### Source text
======

September 1947 (69 Years Ago): Cortez Car Coming; Playboy Reaches Market; Carburetor Shortage Hits; More ’48s Detailed.
Post-war car maker North American Motors is expected to begin production of its first model, a 2-door sedan, in fourth-quarter 1948. Ward’s Automotive Reports says the car initially will utilize traditional body-on-frame construction, but later change to unitized construction. The switch may coincide with the introduction of a sport coupe and convertible. Likewise, the car initially will be powered by a 6-cyl. engine obtained from suppliers Continental, Hercules or both. That later will be replaced by an inhouse engine capable of delivering 35-40 mpg (6.7-5.9 L/100 km) fuel economy using a design called “controlled combustion.” The 100-in. (2,540-mm) wheelbase car will be assembled at a plant in Grand Prairie, TX, a former North American Aviation facility. The automaker is targeting first-year production of 40,000 units. Priced at $1,095-$1,100, excluding taxes and destination charges, the Cortez will feature a plastic interior that “can be washed just like the exterior.”
Another newcomer is the Playboy, slated to go on sale the week of Sept. 29 at a base price of $985 f.o.b. the factory. Employing the North American industry’s first retractable hardtop, the Playboy is 156 ins. (3,962 mm) long, 59 ins. (1,499 mm) wide and 54 ins. (1,372 mm) high and weighs 2,035 lbs. (923 kg). It is powered by a 40-hp Continental 4-cyl. engine.

======

### Extracted material
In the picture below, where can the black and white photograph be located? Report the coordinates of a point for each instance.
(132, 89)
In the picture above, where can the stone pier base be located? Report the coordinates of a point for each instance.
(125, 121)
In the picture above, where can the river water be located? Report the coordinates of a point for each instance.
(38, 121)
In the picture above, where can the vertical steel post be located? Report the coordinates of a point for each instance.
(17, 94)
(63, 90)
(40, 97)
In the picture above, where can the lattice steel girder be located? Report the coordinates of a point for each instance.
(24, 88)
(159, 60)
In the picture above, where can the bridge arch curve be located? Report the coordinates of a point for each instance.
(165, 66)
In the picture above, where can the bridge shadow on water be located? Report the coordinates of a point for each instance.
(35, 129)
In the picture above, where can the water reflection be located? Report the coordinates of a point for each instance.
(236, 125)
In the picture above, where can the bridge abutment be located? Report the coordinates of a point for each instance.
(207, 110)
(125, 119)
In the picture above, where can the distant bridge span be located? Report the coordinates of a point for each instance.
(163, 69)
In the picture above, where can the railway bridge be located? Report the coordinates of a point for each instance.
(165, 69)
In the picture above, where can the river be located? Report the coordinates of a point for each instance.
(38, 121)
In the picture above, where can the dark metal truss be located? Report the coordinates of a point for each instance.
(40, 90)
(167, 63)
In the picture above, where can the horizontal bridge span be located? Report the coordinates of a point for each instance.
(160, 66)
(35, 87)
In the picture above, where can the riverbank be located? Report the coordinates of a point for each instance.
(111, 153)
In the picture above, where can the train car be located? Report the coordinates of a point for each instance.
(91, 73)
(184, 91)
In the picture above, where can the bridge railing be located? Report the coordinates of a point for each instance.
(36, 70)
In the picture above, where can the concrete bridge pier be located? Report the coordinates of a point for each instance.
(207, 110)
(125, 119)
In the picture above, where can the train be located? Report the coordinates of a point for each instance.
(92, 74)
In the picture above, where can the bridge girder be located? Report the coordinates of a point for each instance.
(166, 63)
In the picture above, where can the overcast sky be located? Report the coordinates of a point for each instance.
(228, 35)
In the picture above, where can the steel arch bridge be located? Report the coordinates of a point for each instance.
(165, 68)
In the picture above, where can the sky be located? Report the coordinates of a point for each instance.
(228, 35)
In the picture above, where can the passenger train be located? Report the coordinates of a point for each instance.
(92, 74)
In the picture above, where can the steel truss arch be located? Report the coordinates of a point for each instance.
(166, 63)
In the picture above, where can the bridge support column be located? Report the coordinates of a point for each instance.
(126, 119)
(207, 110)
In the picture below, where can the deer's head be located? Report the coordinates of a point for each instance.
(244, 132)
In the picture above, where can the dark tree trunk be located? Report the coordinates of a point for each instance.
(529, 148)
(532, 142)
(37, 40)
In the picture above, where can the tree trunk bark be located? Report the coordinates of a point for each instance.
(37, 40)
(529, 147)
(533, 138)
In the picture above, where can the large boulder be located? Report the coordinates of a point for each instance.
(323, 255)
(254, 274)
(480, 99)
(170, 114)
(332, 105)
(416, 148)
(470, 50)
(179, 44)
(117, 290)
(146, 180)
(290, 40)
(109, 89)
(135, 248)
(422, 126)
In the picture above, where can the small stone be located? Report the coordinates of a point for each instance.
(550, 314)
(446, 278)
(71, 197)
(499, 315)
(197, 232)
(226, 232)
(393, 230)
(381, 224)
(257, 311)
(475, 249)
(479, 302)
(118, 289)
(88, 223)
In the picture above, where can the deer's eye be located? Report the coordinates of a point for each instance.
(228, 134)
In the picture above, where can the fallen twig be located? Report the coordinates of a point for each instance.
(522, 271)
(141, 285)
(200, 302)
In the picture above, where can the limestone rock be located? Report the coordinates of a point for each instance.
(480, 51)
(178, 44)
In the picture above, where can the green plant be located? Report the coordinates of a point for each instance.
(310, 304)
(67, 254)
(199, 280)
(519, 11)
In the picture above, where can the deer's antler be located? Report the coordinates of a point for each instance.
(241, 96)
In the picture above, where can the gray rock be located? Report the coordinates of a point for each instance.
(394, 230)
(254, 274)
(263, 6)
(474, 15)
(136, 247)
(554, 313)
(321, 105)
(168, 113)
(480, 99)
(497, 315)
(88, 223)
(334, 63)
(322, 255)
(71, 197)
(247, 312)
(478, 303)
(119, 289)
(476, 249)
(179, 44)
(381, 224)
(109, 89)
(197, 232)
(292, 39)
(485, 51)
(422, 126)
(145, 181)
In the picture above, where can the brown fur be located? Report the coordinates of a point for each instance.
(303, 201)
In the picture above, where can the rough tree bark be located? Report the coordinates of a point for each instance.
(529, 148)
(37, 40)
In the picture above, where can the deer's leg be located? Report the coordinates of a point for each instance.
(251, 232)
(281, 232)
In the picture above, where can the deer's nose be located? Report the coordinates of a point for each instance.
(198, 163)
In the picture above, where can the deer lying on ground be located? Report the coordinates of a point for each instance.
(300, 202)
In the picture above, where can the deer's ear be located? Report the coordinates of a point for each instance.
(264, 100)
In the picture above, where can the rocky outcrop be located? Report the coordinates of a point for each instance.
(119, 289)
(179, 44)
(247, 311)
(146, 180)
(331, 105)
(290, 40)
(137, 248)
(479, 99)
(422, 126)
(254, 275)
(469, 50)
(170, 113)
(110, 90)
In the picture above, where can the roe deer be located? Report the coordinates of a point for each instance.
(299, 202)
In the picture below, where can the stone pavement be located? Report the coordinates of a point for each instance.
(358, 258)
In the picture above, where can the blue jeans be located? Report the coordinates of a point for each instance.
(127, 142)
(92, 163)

======

### Exercise task A
Turn the paragraph of the 1947 car news text that starts "Another newcomer is the Playboy" into a short bulleted list that keeps its main facts.
### Exercise task B
Write the next part of the 1947 car news text, picking up right after its final sentence about the Playboy's engine.

### Exercise response A
- The Playboy goes on sale the week of Sept. 29 at a base price of $985 f.o.b. the factory.
- It has the North American industry's first retractable hardtop.
- It is 156 in. (3,962 mm) long, 59 in. (1,499 mm) wide and 54 in. (1,372 mm) high, and weighs 2,035 lbs. (923 kg).
- A 40-hp Continental 4-cyl. engine powers it.

### Exercise response B
A strike at Carter Carburetor is impacting production schedules only a few short weeks after the walkout at body supplier Murry was settled. Some makers are cutting production, while others are using alternative methods to keep lines rolling. Nash-Kelvinator, for example, is shipping its upscale Ambassador to dealers minus the carburetor, although it has stockpiled enough carburetors of the type used on the smaller Nash 600 to keep shipping those models ready to run. Meanwhile, Kaiser-Frazer says it solved a mid-month sheetmetal shortage by airlifiting 47,168 lbs. (21,395 kg) of the material from Buffalo, NY, to its Willow Run, MI, plant in six flights.
Commenting on General Motors plans for restyled C-body ’48 models, WAR says, “Buick, long an industry style leader, reportedly will have new bodies that are more attractive than ever,” adding that an “infinitely variable speed transmission rather than the step-by-step type is likely to be an important new feature.” Although Cadillac will sport all-new bodies, the publication notes, “mechanical advances could be difficult to achieve in this almost perfect series of automobiles.” Meanwhile, a heavy order backlog means Pontiac will see few changes aside from those trim modifications needed to distinguish ’48s from ’47s. However, the popular Hydra-Matic automatic transmission “probably will be optional on these fine cars.”
September 1957 (59 Years Ago): Writers Praise Edsel; UAW Strike Fund; Buick Limited Returns; Manual Trans Down; Unique IHC Pickup
A WAR poll of auto writers and “auto journal” editors attending the recent unveiling of the all-new Edsel reveals strong support among the automotive press for its “styling advances.” The publication says, “one after another of these critical observers said they liked the Edsel design.” A single exception was one Chicago auto writer who felt the rear-fender sculpturing was too much like that of the ’57 Mercury. Still, “he thought the car generally was pleasingly fashioned.”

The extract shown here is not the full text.